**Work to be completed:**
Quote every parenthetical remark in the text below about disagreements in relationships.

**Text section:**
** START **
One example that comes to mind is a couple I know who are so much alike that it’s baffling, yet they absolutely can’t seem to get along. They had totally different opinions on one particular topic (abortion, to be exact), which didn’t matter because at that point, it was just an opinion about something that happens in the world, you know? Like opinions regarding politics, kind of…. Until it came down to it not being just a topic to discuss, debate or disagree on anymore. It was an actual thing they had to face in their personal lives. So what a horrible thing to be stuck with disagreeing on when it happens to make its way into your life. And one party feels that abortion is the right choice, yet the other spouse can’t forgive the person they love and have been with for almost a decade. That’s the kind of thing that breaks my heart to see. They just can’t see eye-to-eye on it and it’s something so big and with such an impact on both.
It’s those things, like you said, that ruin relationships. It’s so easy to overlook the importance of making sure your views and stuff line up in the beginning of a relationship. You think you won’t ever run into something so big that you disagree on so intensely that you just forgo ever even discussing it ahead of time. It seems minor while you’re still in the beginning stages of a relationship, and isn’t until you’ve ever been confronted with big disagreements that you realize you have to sit down and really get clear on basically everything.
That’s why I’ve said that discussing the things that are important to you in every area of your life is absolutely necessary before you ever get too serious with someone. I didn’t realize this myself in any relationship I’d been in up until this last one (which has been going strong for 8 years now.) And we spent probably the first year of our lives talking and talking about personal things that were important to us. We never ran out of new ideas and views to discuss with each other, and we still find new ones all the time! In fact, there was a new view to discuss just last night when we learned about the 9 year old girl who was in that shooting accident during a shooting lesson. I won’t go into details since it was such a horrifically negative thing and I wouldn’t want to upset anybody here, but most of you have probably seen it in the news…
Anyways, that was just one thing that my S/O & I found ourselves discussing in depth and finding our stance with it. I had my own view about how something like that should be handled and whether or not I would be okay with our kids (future talking) were to shoot guns at early ages. His could’ve very easily differed greatly from mine. Over something seemingly so simple and something that seems it would never be a situation we’d have to deal with, yet it is a big thing. If I was totally against guns and didn’t want them anywhere near myself or my house, but he was a gun enthusiast… We’d have some problems to work through.
** END **
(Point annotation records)
** START **
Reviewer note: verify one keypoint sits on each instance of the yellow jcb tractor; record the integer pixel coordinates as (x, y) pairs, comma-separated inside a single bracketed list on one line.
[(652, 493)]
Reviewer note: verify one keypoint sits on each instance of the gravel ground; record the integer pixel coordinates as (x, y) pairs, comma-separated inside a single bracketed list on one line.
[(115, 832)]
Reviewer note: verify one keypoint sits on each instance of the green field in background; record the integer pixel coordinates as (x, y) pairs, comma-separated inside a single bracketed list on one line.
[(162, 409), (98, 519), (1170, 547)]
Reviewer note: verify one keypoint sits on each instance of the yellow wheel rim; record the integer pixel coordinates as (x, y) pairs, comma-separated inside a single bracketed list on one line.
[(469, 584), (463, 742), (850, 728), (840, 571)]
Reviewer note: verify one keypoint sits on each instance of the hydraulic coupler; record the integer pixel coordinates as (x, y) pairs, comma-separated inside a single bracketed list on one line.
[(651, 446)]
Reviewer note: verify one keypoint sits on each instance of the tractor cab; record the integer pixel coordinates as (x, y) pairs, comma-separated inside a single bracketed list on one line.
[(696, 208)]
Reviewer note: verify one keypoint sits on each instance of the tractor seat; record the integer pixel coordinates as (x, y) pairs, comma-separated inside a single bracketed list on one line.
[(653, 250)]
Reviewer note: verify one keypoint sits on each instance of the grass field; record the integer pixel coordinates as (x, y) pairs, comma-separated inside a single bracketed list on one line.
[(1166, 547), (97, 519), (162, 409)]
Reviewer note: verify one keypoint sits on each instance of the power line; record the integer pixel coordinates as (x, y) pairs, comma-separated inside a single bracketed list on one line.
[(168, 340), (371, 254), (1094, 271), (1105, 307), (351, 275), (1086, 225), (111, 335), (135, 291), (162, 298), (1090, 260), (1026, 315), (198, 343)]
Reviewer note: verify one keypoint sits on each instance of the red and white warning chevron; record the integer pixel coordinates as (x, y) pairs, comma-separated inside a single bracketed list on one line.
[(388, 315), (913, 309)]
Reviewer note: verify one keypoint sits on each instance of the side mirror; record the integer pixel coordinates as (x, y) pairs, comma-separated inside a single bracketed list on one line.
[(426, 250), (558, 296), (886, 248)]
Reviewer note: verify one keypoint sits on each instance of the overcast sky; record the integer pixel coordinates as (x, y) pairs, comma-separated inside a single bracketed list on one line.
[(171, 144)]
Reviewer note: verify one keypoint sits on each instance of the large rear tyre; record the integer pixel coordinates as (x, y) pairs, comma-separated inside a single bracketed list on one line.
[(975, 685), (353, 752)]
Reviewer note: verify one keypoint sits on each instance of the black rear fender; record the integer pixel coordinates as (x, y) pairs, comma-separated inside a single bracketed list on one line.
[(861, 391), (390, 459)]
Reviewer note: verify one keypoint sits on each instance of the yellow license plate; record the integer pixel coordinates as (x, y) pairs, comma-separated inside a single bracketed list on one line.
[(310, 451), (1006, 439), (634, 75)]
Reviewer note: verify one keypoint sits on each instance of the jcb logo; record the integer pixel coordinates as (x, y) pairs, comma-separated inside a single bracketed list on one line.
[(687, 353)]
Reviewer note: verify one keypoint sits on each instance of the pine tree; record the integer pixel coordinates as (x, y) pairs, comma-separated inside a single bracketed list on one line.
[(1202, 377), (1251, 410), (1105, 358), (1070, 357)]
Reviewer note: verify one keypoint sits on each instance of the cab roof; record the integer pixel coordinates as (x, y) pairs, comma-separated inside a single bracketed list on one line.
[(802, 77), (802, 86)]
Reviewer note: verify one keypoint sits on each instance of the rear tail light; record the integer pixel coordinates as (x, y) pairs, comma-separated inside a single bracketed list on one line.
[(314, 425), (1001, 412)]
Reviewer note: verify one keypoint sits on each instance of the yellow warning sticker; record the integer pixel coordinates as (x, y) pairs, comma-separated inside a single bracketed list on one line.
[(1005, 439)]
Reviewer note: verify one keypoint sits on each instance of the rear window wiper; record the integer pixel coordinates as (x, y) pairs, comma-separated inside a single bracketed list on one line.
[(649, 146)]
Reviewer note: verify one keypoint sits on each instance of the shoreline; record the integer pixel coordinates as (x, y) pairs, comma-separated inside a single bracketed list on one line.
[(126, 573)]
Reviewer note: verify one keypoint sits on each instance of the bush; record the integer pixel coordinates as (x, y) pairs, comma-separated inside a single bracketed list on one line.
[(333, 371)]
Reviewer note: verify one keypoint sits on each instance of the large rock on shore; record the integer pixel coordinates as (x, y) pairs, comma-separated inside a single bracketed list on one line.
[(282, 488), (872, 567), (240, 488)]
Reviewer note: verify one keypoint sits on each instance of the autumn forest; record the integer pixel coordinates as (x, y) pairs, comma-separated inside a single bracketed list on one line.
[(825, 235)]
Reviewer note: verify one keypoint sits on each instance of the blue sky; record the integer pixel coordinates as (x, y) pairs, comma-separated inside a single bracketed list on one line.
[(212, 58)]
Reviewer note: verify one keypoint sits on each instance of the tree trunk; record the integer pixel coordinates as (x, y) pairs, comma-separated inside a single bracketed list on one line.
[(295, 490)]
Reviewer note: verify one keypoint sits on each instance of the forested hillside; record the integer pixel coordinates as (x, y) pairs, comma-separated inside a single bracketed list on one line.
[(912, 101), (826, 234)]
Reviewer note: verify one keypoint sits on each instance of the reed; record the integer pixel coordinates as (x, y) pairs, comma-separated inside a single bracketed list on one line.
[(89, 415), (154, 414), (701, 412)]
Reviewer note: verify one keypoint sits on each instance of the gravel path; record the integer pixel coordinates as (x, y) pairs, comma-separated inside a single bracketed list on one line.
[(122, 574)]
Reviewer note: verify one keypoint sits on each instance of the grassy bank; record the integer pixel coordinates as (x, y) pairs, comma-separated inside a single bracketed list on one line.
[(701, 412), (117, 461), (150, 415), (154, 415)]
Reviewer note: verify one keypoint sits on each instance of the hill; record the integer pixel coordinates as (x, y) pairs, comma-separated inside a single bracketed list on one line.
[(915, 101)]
** END **
**Written answer:**
1. (abortion, to be exact)
2. (which has been going strong for 8 years now.)
3. (future talking)